Repeat every one of the following records word for word, leaving out the pictures.

── Data for the task

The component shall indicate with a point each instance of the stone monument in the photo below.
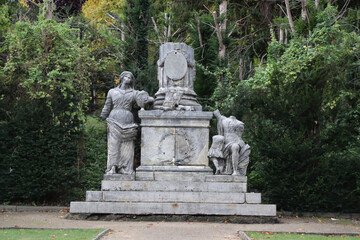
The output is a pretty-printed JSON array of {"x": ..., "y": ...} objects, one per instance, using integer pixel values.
[
  {"x": 228, "y": 151},
  {"x": 174, "y": 180}
]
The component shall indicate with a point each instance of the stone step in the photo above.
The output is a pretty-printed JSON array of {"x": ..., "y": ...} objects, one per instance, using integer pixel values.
[
  {"x": 141, "y": 208},
  {"x": 174, "y": 186},
  {"x": 200, "y": 197}
]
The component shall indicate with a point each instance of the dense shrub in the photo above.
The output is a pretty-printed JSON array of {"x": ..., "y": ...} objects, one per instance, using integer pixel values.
[
  {"x": 43, "y": 93},
  {"x": 302, "y": 119}
]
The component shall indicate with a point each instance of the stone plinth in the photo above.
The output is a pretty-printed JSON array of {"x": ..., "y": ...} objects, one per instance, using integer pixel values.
[{"x": 170, "y": 138}]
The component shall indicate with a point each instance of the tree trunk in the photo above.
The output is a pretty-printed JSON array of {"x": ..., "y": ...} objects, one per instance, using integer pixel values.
[
  {"x": 49, "y": 7},
  {"x": 222, "y": 47},
  {"x": 223, "y": 11},
  {"x": 199, "y": 30},
  {"x": 281, "y": 35},
  {"x": 288, "y": 12}
]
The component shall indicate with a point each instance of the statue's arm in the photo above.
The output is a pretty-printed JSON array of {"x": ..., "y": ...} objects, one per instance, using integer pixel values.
[{"x": 107, "y": 107}]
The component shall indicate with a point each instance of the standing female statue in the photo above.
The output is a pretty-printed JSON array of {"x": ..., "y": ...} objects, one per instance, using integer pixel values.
[{"x": 122, "y": 129}]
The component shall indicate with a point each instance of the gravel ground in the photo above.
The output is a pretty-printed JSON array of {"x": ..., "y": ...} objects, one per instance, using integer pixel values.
[{"x": 176, "y": 230}]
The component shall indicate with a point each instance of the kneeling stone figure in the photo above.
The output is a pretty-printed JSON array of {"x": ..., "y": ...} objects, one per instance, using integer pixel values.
[{"x": 229, "y": 153}]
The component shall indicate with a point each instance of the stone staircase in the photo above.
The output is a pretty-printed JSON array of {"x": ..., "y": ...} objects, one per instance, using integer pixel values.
[{"x": 174, "y": 191}]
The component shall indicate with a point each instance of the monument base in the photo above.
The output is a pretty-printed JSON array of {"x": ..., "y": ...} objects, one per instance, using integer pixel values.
[
  {"x": 169, "y": 191},
  {"x": 174, "y": 218}
]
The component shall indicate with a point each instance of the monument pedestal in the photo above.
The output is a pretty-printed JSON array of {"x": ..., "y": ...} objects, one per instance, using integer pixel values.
[
  {"x": 174, "y": 181},
  {"x": 174, "y": 178}
]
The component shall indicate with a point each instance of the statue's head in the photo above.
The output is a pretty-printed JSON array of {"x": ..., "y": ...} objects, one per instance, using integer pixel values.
[{"x": 128, "y": 75}]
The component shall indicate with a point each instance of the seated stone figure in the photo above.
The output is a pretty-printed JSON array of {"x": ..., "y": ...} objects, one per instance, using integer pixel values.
[
  {"x": 122, "y": 129},
  {"x": 229, "y": 152}
]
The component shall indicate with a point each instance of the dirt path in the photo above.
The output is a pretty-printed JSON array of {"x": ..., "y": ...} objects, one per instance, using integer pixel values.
[{"x": 176, "y": 230}]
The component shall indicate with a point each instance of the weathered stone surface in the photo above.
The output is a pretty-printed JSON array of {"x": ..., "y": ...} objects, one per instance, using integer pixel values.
[
  {"x": 229, "y": 153},
  {"x": 174, "y": 218},
  {"x": 124, "y": 177},
  {"x": 173, "y": 208},
  {"x": 122, "y": 129},
  {"x": 94, "y": 196},
  {"x": 165, "y": 197},
  {"x": 173, "y": 186},
  {"x": 226, "y": 178},
  {"x": 175, "y": 169},
  {"x": 253, "y": 197},
  {"x": 174, "y": 138},
  {"x": 176, "y": 76},
  {"x": 144, "y": 176}
]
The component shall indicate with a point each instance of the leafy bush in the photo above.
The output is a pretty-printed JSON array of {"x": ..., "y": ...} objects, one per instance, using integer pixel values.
[
  {"x": 43, "y": 93},
  {"x": 303, "y": 119}
]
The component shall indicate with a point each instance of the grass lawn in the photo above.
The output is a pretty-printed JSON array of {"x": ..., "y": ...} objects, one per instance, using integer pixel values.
[
  {"x": 27, "y": 234},
  {"x": 292, "y": 236}
]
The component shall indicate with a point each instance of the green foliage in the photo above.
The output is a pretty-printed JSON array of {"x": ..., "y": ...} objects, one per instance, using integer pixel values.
[
  {"x": 61, "y": 234},
  {"x": 44, "y": 92},
  {"x": 303, "y": 119},
  {"x": 95, "y": 153}
]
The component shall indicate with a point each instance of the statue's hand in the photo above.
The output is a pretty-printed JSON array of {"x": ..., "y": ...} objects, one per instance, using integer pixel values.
[
  {"x": 149, "y": 100},
  {"x": 217, "y": 113}
]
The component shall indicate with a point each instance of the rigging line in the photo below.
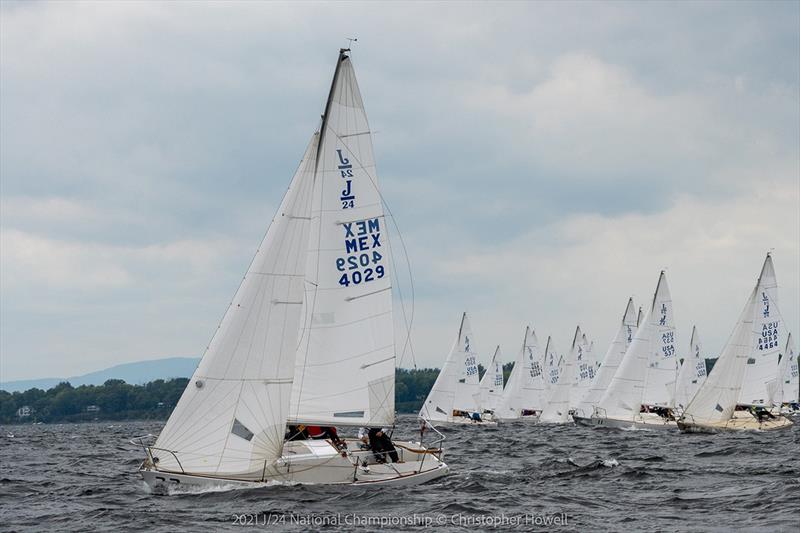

────

The output:
The component shall indicate with a point each instance of the stone monument in the photo below.
The output is a pretty-printed JSON array of {"x": ..., "y": ...} objects, one per instance, using integer pixel values.
[
  {"x": 228, "y": 151},
  {"x": 174, "y": 180}
]
The component shall indicate with a point each instance of the stone step in the photo above.
The output is a pretty-printed JSON array of {"x": ..., "y": ...} objects, one per instance, using integer pixel values.
[
  {"x": 141, "y": 208},
  {"x": 174, "y": 186},
  {"x": 200, "y": 197}
]
The component shall indicate with a point each instance of the dense shrub in the photo above.
The output is a pretty-printed JSON array of {"x": ..., "y": ...} objects, one per instance, using integer pixel values.
[
  {"x": 43, "y": 93},
  {"x": 302, "y": 119}
]
The component shall indicate with a point each instance of the stone plinth in the photo above.
The output is a pretty-printed JSON array of {"x": ..., "y": ...} objects, one per instance, using integer pixel values.
[{"x": 170, "y": 138}]
The component shall indicate with a point each instance of the tree trunk in the photo above.
The output is a pretty-printed JSON array of {"x": ..., "y": ...} objects, one per instance, using integer pixel values.
[
  {"x": 49, "y": 7},
  {"x": 222, "y": 47},
  {"x": 223, "y": 11},
  {"x": 199, "y": 30},
  {"x": 281, "y": 35},
  {"x": 288, "y": 12}
]
The component shall indicate with a point each instance of the statue's arm in the photo above.
The output is a pretty-printed JSON array of {"x": ..., "y": ...} objects, one per instance, using integer pixel values.
[{"x": 107, "y": 107}]
The component shall indicate with a point each instance of the standing female statue in the photo above.
The output is a pretty-printed JSON array of {"x": ..., "y": ...} objects, one per instance, using integer pixel values.
[{"x": 122, "y": 129}]
The component shall indicate with a point each instance of the gravel ground in the photo above.
The output is a pretty-printed JSON array of {"x": ..., "y": ...} objects, one per instance, using integer pixel values.
[{"x": 176, "y": 230}]
The component shall indicate with a point each instance of the kneeling stone figure in the photo above.
The output is a pretty-printed JSON array of {"x": ..., "y": ...} objects, one per instance, using integer pixel values.
[{"x": 229, "y": 153}]
The component shall indicate with a point each instance of the stone staircase in the photo above.
The output is a pretty-printed JSON array of {"x": ..., "y": ...} objects, one per instance, using integer pixel values.
[{"x": 174, "y": 191}]
The component shall indicate with a point each instance of the monument base in the photo above.
The output is a pretty-printed JSON array of {"x": ..., "y": ...} objects, one per instance, using integer pixel values.
[
  {"x": 169, "y": 191},
  {"x": 174, "y": 218}
]
The component shall indicate with a point each instance of the monument pedestal in the photo above.
The output is a pretty-printed JSON array of {"x": ..., "y": ...} objects, one per instance, using integer pixel values.
[
  {"x": 174, "y": 181},
  {"x": 174, "y": 178}
]
The component shall indicate with a point each instance of the statue's head in the photo above.
The output is a pretty-printed JSON array of {"x": ..., "y": ...} objects, one per instance, using integer pixel values.
[{"x": 128, "y": 75}]
The component shall indicate with a point each instance of the seated stone figure in the photo above.
The output is a pretty-printed JSON array of {"x": ..., "y": ...} objects, one per instance, using integer pixel values.
[
  {"x": 122, "y": 129},
  {"x": 229, "y": 152}
]
The component shall indicate with a point each instance of the dirt path in the photo above.
The output is a pretty-printed JSON array of {"x": ..., "y": ...} objects, one per instance, using integer pixel values.
[{"x": 176, "y": 230}]
The component shall indicate with a point each instance of the weathered stone surface in the photo above.
The output is a pretty-printed JSON array of {"x": ..., "y": ...} objects, one per instance, using integer pixel values.
[
  {"x": 229, "y": 153},
  {"x": 174, "y": 218},
  {"x": 124, "y": 177},
  {"x": 173, "y": 208},
  {"x": 122, "y": 129},
  {"x": 94, "y": 196},
  {"x": 165, "y": 197},
  {"x": 173, "y": 186},
  {"x": 226, "y": 178},
  {"x": 175, "y": 169},
  {"x": 253, "y": 197},
  {"x": 174, "y": 138},
  {"x": 176, "y": 76},
  {"x": 144, "y": 176}
]
The component shall indicate with a point each instance of the leafy bush in the photo above.
The output is a pretty-printed JSON array of {"x": ..., "y": ...} objects, one per instance, using integer pixel values.
[
  {"x": 43, "y": 93},
  {"x": 303, "y": 119}
]
The component shall indicate with a point each instance of the grass lawn in the photo above.
The output is a pretty-printed JSON array of {"x": ..., "y": ...} objects, one per instance, using integer pixel values.
[
  {"x": 27, "y": 234},
  {"x": 292, "y": 236}
]
The component shall indicate with a point each instance of the green foliage in the photo above.
The output is a pretty-printed JSON array of {"x": ..., "y": ...} objects, one per instance, using integer pixel values.
[
  {"x": 61, "y": 234},
  {"x": 44, "y": 92},
  {"x": 303, "y": 119},
  {"x": 95, "y": 153}
]
The component shall indicate with a point each instance of the statue's hand in the photo above.
The output is a pretty-printed JSON array of {"x": ..., "y": ...} objects, one per instance, using integer pixel values.
[
  {"x": 149, "y": 100},
  {"x": 217, "y": 113}
]
The component shall indicate with a point each instance of the rigging line in the photo below.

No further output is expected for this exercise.